*Exercise prompt:*
All of the data should be copied exactly, with the pictures left out.

*Image point grounding data:*
☆ ☆ ☆
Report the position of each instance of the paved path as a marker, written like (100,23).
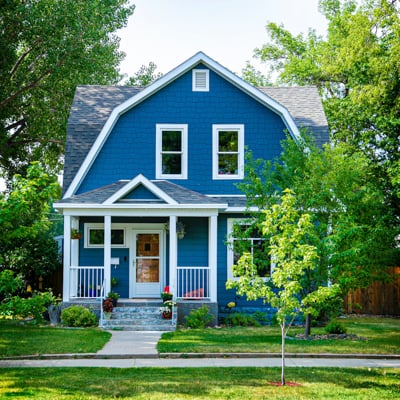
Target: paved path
(127,349)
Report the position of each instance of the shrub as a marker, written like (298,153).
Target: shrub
(35,306)
(78,316)
(335,327)
(238,319)
(199,318)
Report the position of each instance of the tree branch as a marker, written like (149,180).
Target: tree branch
(23,56)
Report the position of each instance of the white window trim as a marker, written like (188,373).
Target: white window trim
(98,225)
(229,248)
(240,129)
(196,88)
(172,127)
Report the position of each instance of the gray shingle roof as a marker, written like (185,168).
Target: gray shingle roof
(305,106)
(180,194)
(92,105)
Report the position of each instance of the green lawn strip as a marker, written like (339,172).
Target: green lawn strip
(18,338)
(380,336)
(198,383)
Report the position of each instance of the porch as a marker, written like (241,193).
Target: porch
(90,282)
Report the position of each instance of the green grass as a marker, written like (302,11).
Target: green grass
(198,383)
(17,338)
(382,336)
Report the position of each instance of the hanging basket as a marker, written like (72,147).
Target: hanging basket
(167,314)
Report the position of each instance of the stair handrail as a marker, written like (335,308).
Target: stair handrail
(102,298)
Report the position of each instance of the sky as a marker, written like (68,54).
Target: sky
(168,32)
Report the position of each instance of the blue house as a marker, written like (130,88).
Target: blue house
(150,179)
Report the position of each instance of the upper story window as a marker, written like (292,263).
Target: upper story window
(201,80)
(171,151)
(243,238)
(228,151)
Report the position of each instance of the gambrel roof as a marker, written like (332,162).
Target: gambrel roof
(95,109)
☆ ☆ ☆
*Answer section:*
Report the position of each instance of the paved path as a marker, written like (100,23).
Target: paved path
(127,349)
Report the position of each instance of the shrub as a marker, written like (298,153).
Target: shrub
(35,306)
(78,316)
(335,327)
(238,319)
(199,318)
Report the position of each instance of the tree branch as a marker, written like (149,180).
Target: tree branch
(23,56)
Report the position of each instance of the white window trim as a marker, written like (188,373).
Target: white window trim
(98,225)
(229,248)
(240,129)
(196,88)
(172,127)
Report the position of each instance of the gray shingle roof as a marker, written like (185,168).
Target: gray shingle roof
(305,106)
(180,194)
(92,105)
Report the position of each instance of the green lawn strip as a marker, written like (339,172).
Target: green lawn strip
(18,338)
(380,336)
(198,383)
Report the position of each instance of the porch as a marker, written like (241,193).
Target: porch
(90,282)
Report the position of each instance of the green grass as a marker, written like (302,11).
Target: green grass
(198,383)
(17,338)
(382,336)
Report the position of each instance of the hanging basket as a marker, written like (72,147).
Target: hanging basket
(167,314)
Report the position of each instance of the stair handrail as a marker, written like (335,308).
Target: stair handrail
(102,298)
Report the position of each instance of the sky as a marker, written like (68,54).
Target: sky
(168,32)
Report the position of each instance of the blue house as a marker, written like (130,88).
Target: blue house
(150,179)
Report the position of each instance of the upper story window as a marker, written like (292,263).
Target: upper story window
(201,80)
(171,151)
(243,238)
(228,151)
Report the position of each instance of the gambrel roof as a marker, written like (332,162).
Target: gambrel roof
(95,109)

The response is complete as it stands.